*** Text ***
As my honourable friend Henry Bellingham said in another place, we worry that jury inquests will become ever fewer in number. That is why we want to see fairness and transparency enshrined in the system. The more narrowly Clause 7 is drawn, the less frequently, we fear, it will be used. By widening it, we indicate that juries should not become a vanishingly rare phenomenon. For us, that is the greatest attraction of the noble Lords' amendments.
The noble and gallant Lord, Lord Craig, referred to troops who are killed in training. We endorse his amendments. When we debate amendments to Clause 12, we will again touch on that issue, but we support his Amendment 11 as an important step in raising confidence that troops are being treated openly and fairly. The noble and gallant Lord points out that to differentiate between soldiers who are training and those on the front line is spurious, as all our troops are training for active service. We hope that the Government will find a form of words that recognises the importance of the points which he made.
Lord Bach: I start by congratulating the noble Lord, Lord Hunt, on his promotion to vice-chairman of JUSTICE, if that is the appropriate title. It is an honoured organisation and he deserves the accolade. I know it is particularly important to him because he is succeeding Lord Kingsland, whose wise words we have missed already today.
At present fewer than 500 inquests a year across the whole of England and Wales take place with a jury present. That is less than 2 per cent of the total number of inquests-around 30,000 a year-across the whole of the jurisdiction. Under the reformed system the vast majority of inquests, as the noble Lord said, will continue to take place without a jury and to be heard by a coroner sitting alone. Coroners are already men and women of independence of mind and increasingly well trained. Under the new regime there will be improved recruitment procedures with the aim of appointing coroners of an even higher calibre. They will be even better trained and, under the leadership of the Chief Coroner, part of a more structured and better organised profession. It is therefore right that they should continue to hear most cases sitting alone and require a jury present only when a clear and demonstrable need for an additional independent level of public scrutiny demands it.
*** End of Text ***
*** Entries provided ***
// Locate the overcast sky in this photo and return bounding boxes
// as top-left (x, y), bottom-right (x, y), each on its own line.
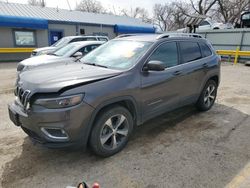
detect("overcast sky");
top-left (2, 0), bottom-right (169, 13)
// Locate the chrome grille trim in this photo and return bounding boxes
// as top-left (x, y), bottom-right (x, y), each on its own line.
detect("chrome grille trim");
top-left (16, 87), bottom-right (30, 108)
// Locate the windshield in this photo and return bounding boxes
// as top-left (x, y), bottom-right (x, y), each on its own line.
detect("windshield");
top-left (53, 43), bottom-right (80, 57)
top-left (81, 40), bottom-right (152, 70)
top-left (51, 37), bottom-right (70, 47)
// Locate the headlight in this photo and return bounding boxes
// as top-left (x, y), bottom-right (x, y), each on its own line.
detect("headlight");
top-left (37, 50), bottom-right (50, 55)
top-left (34, 94), bottom-right (84, 109)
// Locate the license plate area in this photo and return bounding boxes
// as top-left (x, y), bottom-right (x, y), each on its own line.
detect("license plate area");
top-left (9, 108), bottom-right (20, 126)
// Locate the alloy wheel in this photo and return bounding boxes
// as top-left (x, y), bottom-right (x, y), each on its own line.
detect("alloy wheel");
top-left (100, 114), bottom-right (129, 150)
top-left (204, 84), bottom-right (216, 107)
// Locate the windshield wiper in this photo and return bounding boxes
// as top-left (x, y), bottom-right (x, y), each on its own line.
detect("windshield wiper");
top-left (84, 62), bottom-right (108, 68)
top-left (47, 53), bottom-right (58, 56)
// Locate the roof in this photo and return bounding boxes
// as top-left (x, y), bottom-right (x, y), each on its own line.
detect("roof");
top-left (115, 33), bottom-right (204, 42)
top-left (0, 2), bottom-right (153, 27)
top-left (69, 41), bottom-right (105, 46)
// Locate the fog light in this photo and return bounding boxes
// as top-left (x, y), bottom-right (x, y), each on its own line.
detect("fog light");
top-left (41, 127), bottom-right (69, 140)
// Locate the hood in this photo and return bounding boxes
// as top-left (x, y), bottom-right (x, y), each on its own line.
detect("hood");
top-left (18, 62), bottom-right (121, 94)
top-left (34, 46), bottom-right (56, 52)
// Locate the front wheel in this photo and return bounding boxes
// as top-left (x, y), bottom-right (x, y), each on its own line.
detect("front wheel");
top-left (196, 80), bottom-right (218, 111)
top-left (90, 106), bottom-right (133, 157)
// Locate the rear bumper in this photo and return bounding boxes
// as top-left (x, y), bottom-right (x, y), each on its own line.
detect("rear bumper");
top-left (8, 102), bottom-right (94, 148)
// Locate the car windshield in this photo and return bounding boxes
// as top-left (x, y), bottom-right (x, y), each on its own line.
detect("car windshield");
top-left (81, 40), bottom-right (152, 70)
top-left (51, 37), bottom-right (70, 47)
top-left (53, 43), bottom-right (80, 57)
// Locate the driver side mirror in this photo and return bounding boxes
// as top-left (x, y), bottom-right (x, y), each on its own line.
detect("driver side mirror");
top-left (143, 61), bottom-right (165, 71)
top-left (72, 52), bottom-right (82, 59)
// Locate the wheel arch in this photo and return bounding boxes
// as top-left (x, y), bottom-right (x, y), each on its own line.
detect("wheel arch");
top-left (85, 96), bottom-right (141, 147)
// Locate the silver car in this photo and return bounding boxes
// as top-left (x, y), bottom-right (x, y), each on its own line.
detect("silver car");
top-left (31, 36), bottom-right (109, 57)
top-left (17, 41), bottom-right (104, 72)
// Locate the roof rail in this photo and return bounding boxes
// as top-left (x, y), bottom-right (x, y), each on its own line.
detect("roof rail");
top-left (157, 33), bottom-right (203, 39)
top-left (116, 34), bottom-right (136, 38)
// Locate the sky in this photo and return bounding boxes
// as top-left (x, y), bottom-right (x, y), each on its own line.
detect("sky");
top-left (2, 0), bottom-right (169, 14)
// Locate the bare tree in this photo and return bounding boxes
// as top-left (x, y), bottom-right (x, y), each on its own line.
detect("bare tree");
top-left (121, 7), bottom-right (151, 22)
top-left (76, 0), bottom-right (106, 13)
top-left (153, 2), bottom-right (190, 31)
top-left (190, 0), bottom-right (217, 15)
top-left (216, 0), bottom-right (249, 23)
top-left (28, 0), bottom-right (46, 7)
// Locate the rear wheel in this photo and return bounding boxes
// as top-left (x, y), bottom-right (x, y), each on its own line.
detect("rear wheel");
top-left (196, 80), bottom-right (218, 111)
top-left (90, 106), bottom-right (133, 157)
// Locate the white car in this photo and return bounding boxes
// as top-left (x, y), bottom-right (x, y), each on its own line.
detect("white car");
top-left (17, 41), bottom-right (104, 72)
top-left (31, 36), bottom-right (109, 57)
top-left (177, 19), bottom-right (234, 33)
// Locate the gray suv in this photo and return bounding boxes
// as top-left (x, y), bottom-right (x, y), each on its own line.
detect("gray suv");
top-left (9, 34), bottom-right (220, 157)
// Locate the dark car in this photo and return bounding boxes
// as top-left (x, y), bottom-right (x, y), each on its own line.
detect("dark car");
top-left (9, 34), bottom-right (220, 156)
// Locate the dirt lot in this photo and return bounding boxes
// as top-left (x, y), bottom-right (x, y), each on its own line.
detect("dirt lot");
top-left (0, 65), bottom-right (250, 188)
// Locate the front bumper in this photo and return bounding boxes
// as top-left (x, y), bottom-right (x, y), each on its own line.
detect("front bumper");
top-left (8, 101), bottom-right (94, 148)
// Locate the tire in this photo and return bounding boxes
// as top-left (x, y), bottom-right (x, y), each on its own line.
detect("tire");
top-left (196, 80), bottom-right (218, 111)
top-left (90, 106), bottom-right (134, 157)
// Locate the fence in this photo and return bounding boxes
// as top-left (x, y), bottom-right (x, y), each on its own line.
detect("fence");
top-left (199, 28), bottom-right (250, 63)
top-left (198, 28), bottom-right (250, 51)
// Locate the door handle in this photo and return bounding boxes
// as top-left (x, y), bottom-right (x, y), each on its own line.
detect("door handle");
top-left (202, 63), bottom-right (208, 68)
top-left (174, 71), bottom-right (181, 76)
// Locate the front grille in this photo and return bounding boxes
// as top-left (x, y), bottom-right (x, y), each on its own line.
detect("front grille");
top-left (15, 87), bottom-right (30, 108)
top-left (31, 51), bottom-right (37, 56)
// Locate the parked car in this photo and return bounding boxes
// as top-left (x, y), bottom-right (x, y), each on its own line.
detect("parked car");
top-left (8, 33), bottom-right (220, 157)
top-left (177, 19), bottom-right (234, 33)
top-left (31, 36), bottom-right (109, 57)
top-left (17, 41), bottom-right (104, 72)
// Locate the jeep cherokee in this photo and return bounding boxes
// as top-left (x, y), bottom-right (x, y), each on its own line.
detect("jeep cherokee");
top-left (8, 34), bottom-right (220, 157)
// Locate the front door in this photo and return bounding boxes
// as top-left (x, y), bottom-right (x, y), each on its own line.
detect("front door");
top-left (141, 42), bottom-right (185, 120)
top-left (50, 31), bottom-right (63, 45)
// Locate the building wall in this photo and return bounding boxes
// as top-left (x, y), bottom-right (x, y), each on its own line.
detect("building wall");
top-left (0, 23), bottom-right (116, 62)
top-left (78, 25), bottom-right (116, 39)
top-left (0, 27), bottom-right (48, 48)
top-left (0, 27), bottom-right (14, 48)
top-left (36, 30), bottom-right (49, 47)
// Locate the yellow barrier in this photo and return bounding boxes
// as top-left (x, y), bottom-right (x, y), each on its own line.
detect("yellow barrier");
top-left (0, 48), bottom-right (35, 53)
top-left (216, 47), bottom-right (250, 64)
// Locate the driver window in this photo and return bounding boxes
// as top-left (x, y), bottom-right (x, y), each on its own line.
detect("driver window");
top-left (78, 45), bottom-right (99, 55)
top-left (149, 42), bottom-right (178, 68)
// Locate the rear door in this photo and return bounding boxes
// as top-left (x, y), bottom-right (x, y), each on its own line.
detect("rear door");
top-left (178, 41), bottom-right (207, 105)
top-left (140, 42), bottom-right (185, 120)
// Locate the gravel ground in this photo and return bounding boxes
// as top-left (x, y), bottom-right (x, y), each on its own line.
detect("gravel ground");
top-left (0, 65), bottom-right (250, 188)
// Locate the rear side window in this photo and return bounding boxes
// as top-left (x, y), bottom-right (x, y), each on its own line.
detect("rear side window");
top-left (179, 41), bottom-right (202, 63)
top-left (149, 42), bottom-right (178, 68)
top-left (199, 43), bottom-right (212, 57)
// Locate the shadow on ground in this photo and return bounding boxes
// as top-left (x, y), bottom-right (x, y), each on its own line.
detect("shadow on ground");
top-left (2, 104), bottom-right (250, 188)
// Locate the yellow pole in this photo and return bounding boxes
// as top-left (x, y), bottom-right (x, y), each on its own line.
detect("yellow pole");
top-left (234, 46), bottom-right (240, 65)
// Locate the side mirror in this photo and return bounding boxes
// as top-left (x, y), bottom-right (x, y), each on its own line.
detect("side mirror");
top-left (143, 61), bottom-right (165, 71)
top-left (72, 52), bottom-right (82, 59)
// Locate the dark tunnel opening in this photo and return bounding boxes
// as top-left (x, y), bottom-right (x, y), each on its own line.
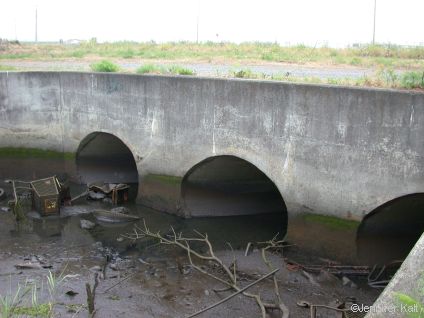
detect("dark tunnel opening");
top-left (357, 193), bottom-right (424, 265)
top-left (182, 156), bottom-right (287, 237)
top-left (76, 132), bottom-right (138, 200)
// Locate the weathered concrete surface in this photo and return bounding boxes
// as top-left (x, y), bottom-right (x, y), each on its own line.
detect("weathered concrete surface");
top-left (0, 72), bottom-right (424, 224)
top-left (366, 234), bottom-right (424, 318)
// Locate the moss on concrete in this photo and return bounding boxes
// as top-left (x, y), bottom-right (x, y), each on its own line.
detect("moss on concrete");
top-left (303, 213), bottom-right (359, 230)
top-left (0, 147), bottom-right (75, 160)
top-left (144, 174), bottom-right (182, 186)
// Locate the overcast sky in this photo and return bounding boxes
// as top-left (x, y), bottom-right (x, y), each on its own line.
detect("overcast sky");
top-left (0, 0), bottom-right (424, 46)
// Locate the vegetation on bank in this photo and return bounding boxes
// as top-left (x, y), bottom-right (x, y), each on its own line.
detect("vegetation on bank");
top-left (0, 39), bottom-right (424, 69)
top-left (0, 39), bottom-right (424, 90)
top-left (229, 69), bottom-right (424, 89)
top-left (0, 64), bottom-right (16, 71)
top-left (136, 64), bottom-right (196, 75)
top-left (90, 60), bottom-right (119, 73)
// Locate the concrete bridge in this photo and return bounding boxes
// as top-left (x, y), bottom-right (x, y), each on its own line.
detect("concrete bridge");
top-left (0, 72), bottom-right (424, 264)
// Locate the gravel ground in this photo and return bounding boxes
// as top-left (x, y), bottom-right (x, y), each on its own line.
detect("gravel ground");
top-left (1, 60), bottom-right (374, 79)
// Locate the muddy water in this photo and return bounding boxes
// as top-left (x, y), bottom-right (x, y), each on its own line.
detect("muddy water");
top-left (0, 189), bottom-right (378, 317)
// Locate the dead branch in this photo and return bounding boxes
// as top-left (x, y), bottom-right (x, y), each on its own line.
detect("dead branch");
top-left (85, 273), bottom-right (99, 317)
top-left (187, 268), bottom-right (279, 318)
top-left (123, 220), bottom-right (289, 318)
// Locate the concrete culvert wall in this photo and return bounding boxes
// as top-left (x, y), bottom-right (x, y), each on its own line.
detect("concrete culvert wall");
top-left (76, 132), bottom-right (138, 185)
top-left (357, 193), bottom-right (424, 264)
top-left (182, 156), bottom-right (287, 221)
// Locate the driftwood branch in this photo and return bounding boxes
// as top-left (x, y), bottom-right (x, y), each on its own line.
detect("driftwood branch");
top-left (187, 268), bottom-right (279, 318)
top-left (85, 273), bottom-right (99, 317)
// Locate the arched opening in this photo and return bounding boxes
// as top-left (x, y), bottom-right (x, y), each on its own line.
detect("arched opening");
top-left (357, 193), bottom-right (424, 264)
top-left (76, 132), bottom-right (138, 199)
top-left (181, 156), bottom-right (287, 234)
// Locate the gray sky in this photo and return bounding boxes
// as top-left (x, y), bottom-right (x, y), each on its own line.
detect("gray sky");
top-left (0, 0), bottom-right (424, 47)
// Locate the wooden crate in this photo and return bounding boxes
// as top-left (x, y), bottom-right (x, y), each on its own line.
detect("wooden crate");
top-left (31, 177), bottom-right (60, 216)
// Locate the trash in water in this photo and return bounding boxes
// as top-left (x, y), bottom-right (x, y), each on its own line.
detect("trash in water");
top-left (93, 210), bottom-right (140, 224)
top-left (30, 177), bottom-right (60, 216)
top-left (88, 183), bottom-right (130, 204)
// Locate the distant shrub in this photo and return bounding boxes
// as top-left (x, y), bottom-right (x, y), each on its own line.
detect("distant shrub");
top-left (168, 65), bottom-right (196, 75)
top-left (400, 71), bottom-right (424, 89)
top-left (136, 64), bottom-right (196, 75)
top-left (90, 60), bottom-right (119, 72)
top-left (0, 64), bottom-right (16, 71)
top-left (136, 64), bottom-right (166, 74)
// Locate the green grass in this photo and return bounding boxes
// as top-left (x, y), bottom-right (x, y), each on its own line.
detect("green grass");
top-left (0, 64), bottom-right (16, 71)
top-left (136, 64), bottom-right (167, 74)
top-left (0, 41), bottom-right (424, 70)
top-left (90, 60), bottom-right (119, 73)
top-left (145, 174), bottom-right (182, 186)
top-left (168, 65), bottom-right (196, 75)
top-left (0, 147), bottom-right (75, 160)
top-left (303, 214), bottom-right (359, 230)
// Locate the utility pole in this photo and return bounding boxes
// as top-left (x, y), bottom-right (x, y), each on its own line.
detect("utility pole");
top-left (196, 0), bottom-right (200, 44)
top-left (35, 7), bottom-right (38, 43)
top-left (372, 0), bottom-right (377, 45)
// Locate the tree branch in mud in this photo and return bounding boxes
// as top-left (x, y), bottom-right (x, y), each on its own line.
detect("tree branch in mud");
top-left (124, 221), bottom-right (289, 318)
top-left (85, 273), bottom-right (99, 317)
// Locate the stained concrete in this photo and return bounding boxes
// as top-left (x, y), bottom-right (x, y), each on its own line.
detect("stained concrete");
top-left (0, 72), bottom-right (424, 224)
top-left (366, 231), bottom-right (424, 318)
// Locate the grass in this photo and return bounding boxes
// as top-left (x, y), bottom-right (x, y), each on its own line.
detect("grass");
top-left (0, 266), bottom-right (71, 318)
top-left (90, 60), bottom-right (119, 73)
top-left (136, 64), bottom-right (196, 75)
top-left (0, 39), bottom-right (424, 89)
top-left (0, 64), bottom-right (16, 71)
top-left (0, 41), bottom-right (424, 70)
top-left (145, 174), bottom-right (182, 186)
top-left (228, 68), bottom-right (424, 89)
top-left (0, 147), bottom-right (75, 160)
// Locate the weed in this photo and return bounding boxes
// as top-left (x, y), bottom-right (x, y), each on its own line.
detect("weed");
top-left (136, 64), bottom-right (166, 74)
top-left (168, 65), bottom-right (196, 75)
top-left (136, 64), bottom-right (196, 75)
top-left (90, 60), bottom-right (119, 72)
top-left (0, 65), bottom-right (16, 71)
top-left (394, 293), bottom-right (424, 318)
top-left (401, 71), bottom-right (424, 89)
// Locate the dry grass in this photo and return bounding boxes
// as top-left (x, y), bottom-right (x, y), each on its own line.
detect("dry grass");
top-left (0, 41), bottom-right (424, 70)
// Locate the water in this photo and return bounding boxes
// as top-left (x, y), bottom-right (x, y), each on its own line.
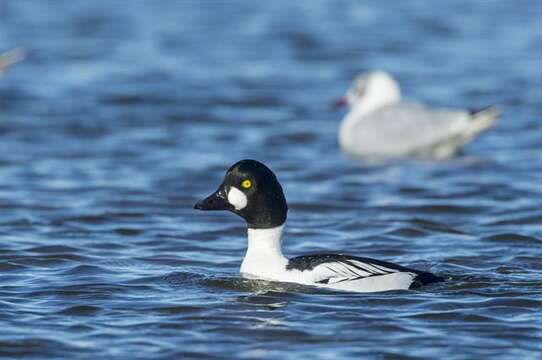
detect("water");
top-left (0, 0), bottom-right (542, 359)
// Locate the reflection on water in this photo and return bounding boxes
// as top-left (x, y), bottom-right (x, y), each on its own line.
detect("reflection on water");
top-left (0, 0), bottom-right (542, 359)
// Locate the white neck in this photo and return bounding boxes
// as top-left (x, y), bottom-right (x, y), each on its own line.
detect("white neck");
top-left (241, 225), bottom-right (288, 280)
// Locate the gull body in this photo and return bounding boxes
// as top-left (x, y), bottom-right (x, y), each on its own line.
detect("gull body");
top-left (338, 71), bottom-right (500, 158)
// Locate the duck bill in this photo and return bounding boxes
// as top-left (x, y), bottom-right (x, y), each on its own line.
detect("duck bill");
top-left (333, 96), bottom-right (348, 109)
top-left (194, 186), bottom-right (232, 210)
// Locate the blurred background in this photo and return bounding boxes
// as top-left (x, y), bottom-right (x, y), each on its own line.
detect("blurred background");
top-left (0, 0), bottom-right (542, 359)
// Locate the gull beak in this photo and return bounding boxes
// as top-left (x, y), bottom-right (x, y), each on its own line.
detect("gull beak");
top-left (333, 96), bottom-right (348, 110)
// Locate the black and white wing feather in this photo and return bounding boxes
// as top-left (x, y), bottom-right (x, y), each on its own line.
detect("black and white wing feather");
top-left (287, 254), bottom-right (440, 285)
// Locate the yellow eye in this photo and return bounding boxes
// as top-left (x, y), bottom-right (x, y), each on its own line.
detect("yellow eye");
top-left (241, 179), bottom-right (252, 189)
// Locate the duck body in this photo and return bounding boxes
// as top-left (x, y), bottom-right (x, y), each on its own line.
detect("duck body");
top-left (338, 71), bottom-right (500, 158)
top-left (240, 226), bottom-right (443, 292)
top-left (195, 160), bottom-right (443, 292)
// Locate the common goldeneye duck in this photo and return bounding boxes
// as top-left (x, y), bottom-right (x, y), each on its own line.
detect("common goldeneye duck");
top-left (336, 71), bottom-right (500, 158)
top-left (195, 160), bottom-right (444, 292)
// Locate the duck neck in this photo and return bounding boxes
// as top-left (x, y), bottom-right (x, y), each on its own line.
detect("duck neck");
top-left (241, 224), bottom-right (288, 279)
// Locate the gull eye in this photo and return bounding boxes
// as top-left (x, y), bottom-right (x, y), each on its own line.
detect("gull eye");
top-left (241, 179), bottom-right (252, 189)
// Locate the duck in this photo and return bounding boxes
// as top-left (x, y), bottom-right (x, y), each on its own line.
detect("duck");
top-left (194, 159), bottom-right (444, 293)
top-left (335, 70), bottom-right (501, 159)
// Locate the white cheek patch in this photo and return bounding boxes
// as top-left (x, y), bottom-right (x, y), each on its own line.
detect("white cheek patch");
top-left (228, 186), bottom-right (248, 210)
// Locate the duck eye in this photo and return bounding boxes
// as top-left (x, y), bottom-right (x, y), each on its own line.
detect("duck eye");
top-left (241, 179), bottom-right (252, 189)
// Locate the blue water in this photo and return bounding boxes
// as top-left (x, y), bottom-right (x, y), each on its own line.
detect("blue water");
top-left (0, 0), bottom-right (542, 359)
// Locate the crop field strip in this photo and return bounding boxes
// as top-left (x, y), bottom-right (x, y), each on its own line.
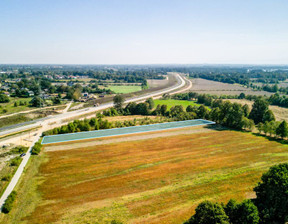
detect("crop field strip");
top-left (11, 130), bottom-right (288, 224)
top-left (42, 119), bottom-right (215, 145)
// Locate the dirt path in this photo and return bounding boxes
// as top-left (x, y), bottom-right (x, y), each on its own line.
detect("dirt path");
top-left (229, 99), bottom-right (288, 121)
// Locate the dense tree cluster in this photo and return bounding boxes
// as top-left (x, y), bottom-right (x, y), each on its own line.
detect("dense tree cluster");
top-left (184, 163), bottom-right (288, 224)
top-left (31, 142), bottom-right (42, 155)
top-left (2, 191), bottom-right (17, 214)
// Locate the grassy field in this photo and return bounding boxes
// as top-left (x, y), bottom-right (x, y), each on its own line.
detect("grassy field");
top-left (154, 100), bottom-right (201, 109)
top-left (0, 130), bottom-right (288, 224)
top-left (108, 85), bottom-right (141, 93)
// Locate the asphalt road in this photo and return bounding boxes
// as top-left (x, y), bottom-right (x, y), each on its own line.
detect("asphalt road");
top-left (0, 74), bottom-right (191, 207)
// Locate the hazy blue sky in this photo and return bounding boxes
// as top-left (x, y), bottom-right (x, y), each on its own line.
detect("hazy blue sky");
top-left (0, 0), bottom-right (288, 64)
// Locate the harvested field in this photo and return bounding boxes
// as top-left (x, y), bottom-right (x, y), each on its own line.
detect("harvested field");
top-left (147, 77), bottom-right (169, 88)
top-left (189, 78), bottom-right (273, 96)
top-left (154, 100), bottom-right (201, 110)
top-left (7, 127), bottom-right (288, 224)
top-left (229, 99), bottom-right (288, 121)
*** End of Entries provided ***
** Tasks and exercises **
1) List every person named in the inquests debate.
2) From the inquests debate, repeat the part that opens with the words containing "As my honourable" and closes with "noble Lords' amendments.".
The records are separate material, unrelated to the inquests debate.

** Responses by task **
1) Henry Bellingham, Lord Craig, Lord Bach, Lord Hunt, Lord Kingsland

2)
As my honourable friend Henry Bellingham said in another place, we worry that jury inquests will become ever fewer in number. That is why we want to see fairness and transparency enshrined in the system. The more narrowly Clause 7 is drawn, the less frequently, we fear, it will be used. By widening it, we indicate that juries should not become a vanishingly rare phenomenon. For us, that is the greatest attraction of the noble Lords' amendments.